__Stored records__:

= Beginning of Section =

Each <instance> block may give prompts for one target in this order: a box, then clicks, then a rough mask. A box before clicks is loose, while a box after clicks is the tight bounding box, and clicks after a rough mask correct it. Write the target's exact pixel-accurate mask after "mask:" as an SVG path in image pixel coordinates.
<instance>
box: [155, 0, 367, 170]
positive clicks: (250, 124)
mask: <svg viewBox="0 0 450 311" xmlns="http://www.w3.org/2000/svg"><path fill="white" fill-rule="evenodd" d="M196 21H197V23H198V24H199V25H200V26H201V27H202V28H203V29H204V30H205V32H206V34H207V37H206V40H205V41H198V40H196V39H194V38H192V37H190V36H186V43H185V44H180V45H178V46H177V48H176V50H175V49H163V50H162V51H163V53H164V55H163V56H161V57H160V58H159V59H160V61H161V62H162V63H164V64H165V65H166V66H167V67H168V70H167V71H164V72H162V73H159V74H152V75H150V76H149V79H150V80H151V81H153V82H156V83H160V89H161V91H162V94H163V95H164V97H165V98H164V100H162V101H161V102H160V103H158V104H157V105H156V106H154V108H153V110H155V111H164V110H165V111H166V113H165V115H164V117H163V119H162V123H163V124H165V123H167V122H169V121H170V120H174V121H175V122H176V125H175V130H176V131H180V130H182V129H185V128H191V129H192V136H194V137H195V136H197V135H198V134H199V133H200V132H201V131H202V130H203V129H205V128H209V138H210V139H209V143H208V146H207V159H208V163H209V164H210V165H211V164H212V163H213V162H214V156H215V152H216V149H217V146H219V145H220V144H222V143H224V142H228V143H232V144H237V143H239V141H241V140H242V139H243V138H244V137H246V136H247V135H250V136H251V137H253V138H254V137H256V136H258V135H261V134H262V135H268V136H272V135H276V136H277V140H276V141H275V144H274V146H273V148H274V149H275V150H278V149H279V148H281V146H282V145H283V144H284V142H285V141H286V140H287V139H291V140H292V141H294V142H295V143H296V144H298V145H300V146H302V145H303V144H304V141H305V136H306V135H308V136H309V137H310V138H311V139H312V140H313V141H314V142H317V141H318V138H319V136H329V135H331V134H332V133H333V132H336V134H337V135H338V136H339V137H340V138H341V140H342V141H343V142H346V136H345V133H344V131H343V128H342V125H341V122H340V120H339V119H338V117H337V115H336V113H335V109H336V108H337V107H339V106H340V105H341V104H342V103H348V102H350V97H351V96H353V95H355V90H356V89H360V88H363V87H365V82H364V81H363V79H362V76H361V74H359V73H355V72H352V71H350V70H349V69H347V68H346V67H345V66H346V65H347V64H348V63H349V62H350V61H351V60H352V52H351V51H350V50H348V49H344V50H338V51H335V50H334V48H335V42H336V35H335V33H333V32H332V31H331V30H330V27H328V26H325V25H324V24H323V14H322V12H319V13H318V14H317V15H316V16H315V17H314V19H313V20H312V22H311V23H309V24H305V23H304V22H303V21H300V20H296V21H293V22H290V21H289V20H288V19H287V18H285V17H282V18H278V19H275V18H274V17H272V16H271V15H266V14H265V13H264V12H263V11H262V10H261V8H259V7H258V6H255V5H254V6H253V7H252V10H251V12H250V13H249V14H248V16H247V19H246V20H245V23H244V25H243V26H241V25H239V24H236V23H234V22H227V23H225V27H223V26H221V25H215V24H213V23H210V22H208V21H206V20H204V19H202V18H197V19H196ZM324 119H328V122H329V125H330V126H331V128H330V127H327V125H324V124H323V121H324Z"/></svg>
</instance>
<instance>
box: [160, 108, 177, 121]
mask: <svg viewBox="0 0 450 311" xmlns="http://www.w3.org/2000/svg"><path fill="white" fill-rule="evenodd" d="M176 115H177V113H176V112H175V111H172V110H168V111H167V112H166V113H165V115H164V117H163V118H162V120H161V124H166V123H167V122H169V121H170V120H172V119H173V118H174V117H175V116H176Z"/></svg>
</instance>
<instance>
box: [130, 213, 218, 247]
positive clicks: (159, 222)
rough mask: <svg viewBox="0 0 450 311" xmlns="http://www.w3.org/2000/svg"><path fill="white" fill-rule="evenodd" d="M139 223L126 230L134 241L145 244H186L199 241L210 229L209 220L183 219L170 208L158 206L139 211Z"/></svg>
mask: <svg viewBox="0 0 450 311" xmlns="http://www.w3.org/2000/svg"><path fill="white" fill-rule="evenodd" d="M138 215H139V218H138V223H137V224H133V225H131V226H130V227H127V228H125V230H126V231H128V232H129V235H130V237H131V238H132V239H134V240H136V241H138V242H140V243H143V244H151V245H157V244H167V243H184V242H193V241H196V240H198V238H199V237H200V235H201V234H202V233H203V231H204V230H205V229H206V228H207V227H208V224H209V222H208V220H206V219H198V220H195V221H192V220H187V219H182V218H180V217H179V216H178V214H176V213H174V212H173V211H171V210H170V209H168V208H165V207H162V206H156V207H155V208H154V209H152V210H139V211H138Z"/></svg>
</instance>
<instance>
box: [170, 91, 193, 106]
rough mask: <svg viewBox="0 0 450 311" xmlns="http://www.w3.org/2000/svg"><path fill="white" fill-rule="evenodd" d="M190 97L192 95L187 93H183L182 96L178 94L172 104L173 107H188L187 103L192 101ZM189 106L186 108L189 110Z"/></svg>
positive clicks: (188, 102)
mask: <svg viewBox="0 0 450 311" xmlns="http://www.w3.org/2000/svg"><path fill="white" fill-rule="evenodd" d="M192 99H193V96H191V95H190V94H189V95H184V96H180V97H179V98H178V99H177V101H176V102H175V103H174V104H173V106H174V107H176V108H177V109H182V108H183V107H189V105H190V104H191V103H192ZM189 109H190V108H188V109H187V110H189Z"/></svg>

= End of Section =

__Instructions for the task__:
The records above are to be copied out exactly, line for line.

__Result__:
Each <instance> block may give prompts for one target in this order: a box, then clicks, then a rough mask. A box before clicks is loose, while a box after clicks is the tight bounding box, and clicks after a rough mask correct it. Write the target's exact pixel-accurate mask after "mask:" as an SVG path in image pixel coordinates.
<instance>
box: [155, 0, 367, 170]
positive clicks: (250, 124)
mask: <svg viewBox="0 0 450 311" xmlns="http://www.w3.org/2000/svg"><path fill="white" fill-rule="evenodd" d="M196 21H197V23H198V24H199V25H200V26H201V27H202V28H203V29H204V30H205V32H206V34H207V37H206V40H205V41H198V40H196V39H194V38H192V37H190V36H186V43H185V44H180V45H178V46H177V48H176V50H175V49H163V50H162V51H163V53H164V55H163V56H161V57H160V58H159V59H160V61H161V62H162V63H164V64H165V65H166V66H167V67H168V70H167V71H164V72H162V73H159V74H152V75H150V76H149V79H150V80H151V81H153V82H156V83H160V89H161V91H162V94H163V95H164V97H165V98H164V100H162V101H161V102H160V103H158V104H157V105H156V106H154V108H153V110H155V111H164V110H165V111H166V113H165V115H164V117H163V119H162V123H163V124H165V123H167V122H169V121H170V120H174V121H175V122H176V125H175V130H176V131H180V130H182V129H185V128H191V129H192V136H194V137H195V136H197V135H198V134H199V133H200V132H201V131H202V130H203V129H205V128H209V138H210V139H209V143H208V146H207V159H208V163H209V164H210V165H211V164H212V163H213V162H214V156H215V152H216V149H217V146H219V145H220V144H222V143H224V142H228V143H232V144H237V143H239V141H241V140H242V139H243V138H244V137H246V136H247V135H250V136H251V137H253V138H254V137H256V136H258V135H261V134H262V135H268V136H272V135H276V136H277V140H276V141H275V144H274V146H273V148H274V149H275V150H278V149H279V148H281V146H282V145H283V144H284V142H285V141H286V140H287V139H291V140H292V141H294V142H295V143H296V144H298V145H300V146H302V145H303V144H304V141H305V136H306V135H308V136H309V137H310V138H311V139H312V140H313V141H314V142H317V141H318V138H319V136H329V135H331V134H332V133H333V132H336V134H337V135H338V136H339V137H340V138H341V140H342V141H343V142H346V136H345V133H344V131H343V128H342V125H341V122H340V120H339V119H338V117H337V115H336V113H335V109H336V108H337V107H339V106H340V105H341V104H342V103H348V102H350V97H351V96H353V95H355V90H356V89H360V88H363V87H365V82H364V81H363V79H362V76H361V74H359V73H355V72H352V71H350V70H349V69H347V68H346V67H345V66H346V65H347V64H348V63H349V62H350V61H351V60H352V52H351V51H350V50H348V49H344V50H338V51H335V50H334V48H335V42H336V35H335V33H333V32H332V31H331V30H330V27H328V26H325V25H324V24H323V14H322V12H319V13H318V14H317V15H316V16H315V17H314V19H313V20H312V22H311V23H309V24H305V23H304V22H303V21H300V20H296V21H293V22H290V21H289V20H288V19H287V18H285V17H282V18H278V19H275V18H274V17H272V16H271V15H266V14H265V13H264V12H263V11H262V10H261V8H259V7H258V6H255V5H254V6H253V7H252V10H251V12H250V13H249V14H248V16H247V19H246V20H245V23H244V25H243V26H241V25H239V24H236V23H234V22H227V23H225V27H223V26H221V25H215V24H213V23H210V22H208V21H206V20H204V19H202V18H197V19H196ZM324 119H328V122H329V125H330V126H331V128H330V127H327V125H324V124H323V121H324Z"/></svg>
</instance>
<instance>
box: [160, 108, 177, 121]
mask: <svg viewBox="0 0 450 311" xmlns="http://www.w3.org/2000/svg"><path fill="white" fill-rule="evenodd" d="M176 115H177V113H176V112H175V111H172V110H168V111H167V112H166V113H165V115H164V117H163V118H162V120H161V124H166V123H167V122H169V121H170V120H172V119H173V118H174V117H175V116H176Z"/></svg>
</instance>
<instance>
box: [130, 213, 218, 247]
positive clicks: (159, 222)
rough mask: <svg viewBox="0 0 450 311" xmlns="http://www.w3.org/2000/svg"><path fill="white" fill-rule="evenodd" d="M139 223L126 230L134 241L145 244H186L199 241L210 229L209 220L183 219L170 208L158 206L139 211Z"/></svg>
mask: <svg viewBox="0 0 450 311" xmlns="http://www.w3.org/2000/svg"><path fill="white" fill-rule="evenodd" d="M138 215H139V218H138V223H137V224H133V225H131V226H130V227H127V228H125V230H126V231H128V232H129V235H130V237H131V238H132V239H134V240H136V241H138V242H140V243H143V244H151V245H157V244H167V243H184V242H193V241H196V240H198V238H199V237H200V235H201V234H202V233H203V231H204V230H205V229H206V228H207V227H208V224H209V222H208V220H206V219H198V220H195V221H192V220H187V219H182V218H180V217H179V216H178V214H176V213H174V212H173V211H171V210H170V209H168V208H165V207H162V206H156V207H155V208H154V209H152V210H139V211H138Z"/></svg>
</instance>
<instance>
box: [170, 91, 193, 106]
rough mask: <svg viewBox="0 0 450 311" xmlns="http://www.w3.org/2000/svg"><path fill="white" fill-rule="evenodd" d="M190 97L192 95L187 93H183L182 96L178 94L172 104L173 107H188L187 103L192 101ZM189 106L186 108L189 110Z"/></svg>
positive clicks: (188, 102)
mask: <svg viewBox="0 0 450 311" xmlns="http://www.w3.org/2000/svg"><path fill="white" fill-rule="evenodd" d="M192 99H193V96H191V95H190V94H189V95H184V96H180V97H179V98H178V99H177V101H176V102H175V103H174V104H173V106H174V107H176V108H177V109H182V108H183V107H189V105H190V104H191V103H192ZM189 109H190V108H188V109H187V110H189Z"/></svg>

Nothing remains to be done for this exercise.